(Data for this exercise)
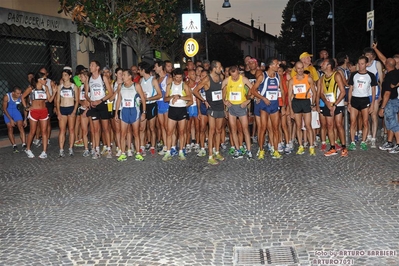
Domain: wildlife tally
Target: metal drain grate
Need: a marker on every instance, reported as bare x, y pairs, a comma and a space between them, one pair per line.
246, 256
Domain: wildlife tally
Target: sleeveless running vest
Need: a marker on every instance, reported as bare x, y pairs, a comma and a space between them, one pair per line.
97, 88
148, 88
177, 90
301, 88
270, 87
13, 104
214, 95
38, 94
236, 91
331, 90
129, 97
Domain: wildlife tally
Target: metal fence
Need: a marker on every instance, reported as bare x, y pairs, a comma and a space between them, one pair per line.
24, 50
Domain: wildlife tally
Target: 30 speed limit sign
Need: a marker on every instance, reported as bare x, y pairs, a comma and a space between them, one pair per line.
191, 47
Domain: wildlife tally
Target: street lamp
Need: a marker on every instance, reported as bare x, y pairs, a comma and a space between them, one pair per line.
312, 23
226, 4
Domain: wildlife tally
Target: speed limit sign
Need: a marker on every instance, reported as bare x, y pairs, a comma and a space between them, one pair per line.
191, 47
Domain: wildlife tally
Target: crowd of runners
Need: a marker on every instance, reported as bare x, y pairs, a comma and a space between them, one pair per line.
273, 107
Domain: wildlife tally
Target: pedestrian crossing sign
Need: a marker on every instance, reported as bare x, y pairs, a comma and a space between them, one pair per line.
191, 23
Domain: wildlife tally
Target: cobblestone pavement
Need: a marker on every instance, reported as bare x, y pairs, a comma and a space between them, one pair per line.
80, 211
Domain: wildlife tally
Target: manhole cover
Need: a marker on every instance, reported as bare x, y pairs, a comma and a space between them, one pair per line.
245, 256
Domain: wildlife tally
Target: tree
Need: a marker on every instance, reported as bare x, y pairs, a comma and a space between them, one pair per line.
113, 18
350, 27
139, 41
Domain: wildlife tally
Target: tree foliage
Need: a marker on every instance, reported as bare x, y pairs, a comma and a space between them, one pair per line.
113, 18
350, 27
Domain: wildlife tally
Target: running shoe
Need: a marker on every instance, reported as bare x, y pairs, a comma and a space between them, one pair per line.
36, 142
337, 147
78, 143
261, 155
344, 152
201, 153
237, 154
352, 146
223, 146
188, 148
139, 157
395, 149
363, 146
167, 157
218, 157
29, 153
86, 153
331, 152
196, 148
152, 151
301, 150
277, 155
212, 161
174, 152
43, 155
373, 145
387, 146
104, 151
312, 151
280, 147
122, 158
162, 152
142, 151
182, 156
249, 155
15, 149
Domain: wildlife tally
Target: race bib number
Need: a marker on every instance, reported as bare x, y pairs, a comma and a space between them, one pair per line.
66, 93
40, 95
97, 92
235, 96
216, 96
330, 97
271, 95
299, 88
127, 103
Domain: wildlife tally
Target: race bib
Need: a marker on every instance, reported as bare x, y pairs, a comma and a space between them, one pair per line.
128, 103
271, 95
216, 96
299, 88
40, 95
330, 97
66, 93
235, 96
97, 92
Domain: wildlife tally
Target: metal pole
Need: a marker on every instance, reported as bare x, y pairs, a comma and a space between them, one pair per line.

---

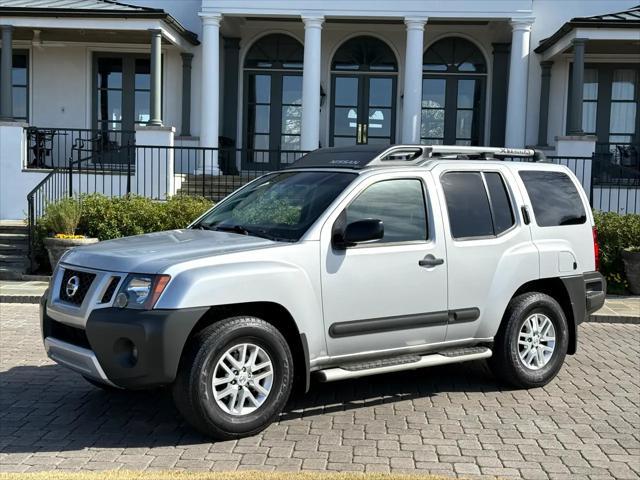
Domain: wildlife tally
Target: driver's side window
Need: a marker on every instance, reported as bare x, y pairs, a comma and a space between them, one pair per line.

(Exercise)
Give back the records above exactly, limited to the lines between the one holding "Target: sleeveless running vest" and the one holding "Target: cobblestone pavement", inclusive.

(The completed task)
Target: sleeveless running vest
Need: a marker on every instance, reported as bare x, y pairs, a comma and a space between them, one pair per line.
97, 88
148, 88
177, 90
301, 88
270, 87
13, 104
214, 95
38, 94
236, 91
331, 90
129, 97
Domain: wildlife tally
Target: metal fence
Need: a marker on every instance, reported as bare x, y pairs, a comma and a space between them, one pair per line.
24, 50
Domain: wildlife tally
Target: 30 speed limit sign
Need: a marker on every instance, reported as bare x, y pairs, a comma and a space between them, one pair per line.
191, 47
Domain: wildlife tally
Target: street lamp
Need: a marker on every instance, reported as bare x, y pairs, a comma and a space between them, one pair per line.
312, 23
226, 4
Domain: wildlife tally
Target: speed limit sign
Need: a marker on every instance, reported as bare x, y pairs, a comma and a space between them, one pair per line.
191, 47
Domain: wildlife tally
Target: crowd of runners
Need: a marker on every instance, reported as bare x, y pairs, a comma and a space between them, one pair per line.
273, 107
Domain: wildlife tally
Target: pedestrian crossing sign
Need: a marker on every instance, reported as bare x, y pairs, a comma and a space between them, one pair per line.
191, 23
Domain: wildlife tally
Target: cobblestone pavement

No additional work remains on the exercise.